(Request) Take the entries starting with the line with "Target: house window" and going on through the line with "[[223,75],[230,74],[230,61],[216,61],[214,62],[214,75]]", and write those lines out again with "location" changed to "point" and nothing else altered.

___ Raw data

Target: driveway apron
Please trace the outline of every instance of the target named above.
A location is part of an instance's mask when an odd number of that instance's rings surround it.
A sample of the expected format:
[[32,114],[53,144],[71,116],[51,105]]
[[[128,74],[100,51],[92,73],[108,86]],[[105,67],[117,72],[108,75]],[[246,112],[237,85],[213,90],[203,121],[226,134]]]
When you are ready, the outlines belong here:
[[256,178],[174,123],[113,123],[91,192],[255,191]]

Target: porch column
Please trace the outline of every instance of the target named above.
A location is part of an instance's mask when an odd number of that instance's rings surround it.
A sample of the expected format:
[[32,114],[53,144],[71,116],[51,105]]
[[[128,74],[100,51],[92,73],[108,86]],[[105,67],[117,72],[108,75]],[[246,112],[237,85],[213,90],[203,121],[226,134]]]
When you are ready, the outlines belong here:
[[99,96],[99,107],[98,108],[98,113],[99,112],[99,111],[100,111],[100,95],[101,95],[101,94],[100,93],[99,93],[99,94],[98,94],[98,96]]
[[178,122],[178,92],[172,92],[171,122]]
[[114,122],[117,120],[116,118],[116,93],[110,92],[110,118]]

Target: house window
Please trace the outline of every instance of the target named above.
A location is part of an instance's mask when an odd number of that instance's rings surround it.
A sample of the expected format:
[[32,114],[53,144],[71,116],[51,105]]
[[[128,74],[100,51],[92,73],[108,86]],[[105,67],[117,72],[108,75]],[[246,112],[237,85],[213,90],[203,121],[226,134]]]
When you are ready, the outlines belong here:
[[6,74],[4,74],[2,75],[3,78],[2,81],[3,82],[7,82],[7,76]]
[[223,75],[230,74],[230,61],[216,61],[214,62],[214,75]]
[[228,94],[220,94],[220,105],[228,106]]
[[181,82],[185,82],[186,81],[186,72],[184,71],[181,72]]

______

(Correct result)
Target: house window
Please trace the outline of every instance of the target named above.
A point is part of an instance's mask when an odd number of that instance's rings surround it.
A sample of the expected format:
[[32,114],[53,144],[71,116],[51,105]]
[[[128,74],[100,51],[92,73],[108,86]],[[105,67],[117,72],[108,75]],[[246,112],[237,85],[213,90],[203,121],[226,134]]]
When you are ready, the outlines belong here:
[[6,74],[4,74],[2,75],[3,78],[2,81],[3,82],[7,82],[7,76]]
[[223,75],[230,74],[230,61],[216,61],[214,62],[214,75]]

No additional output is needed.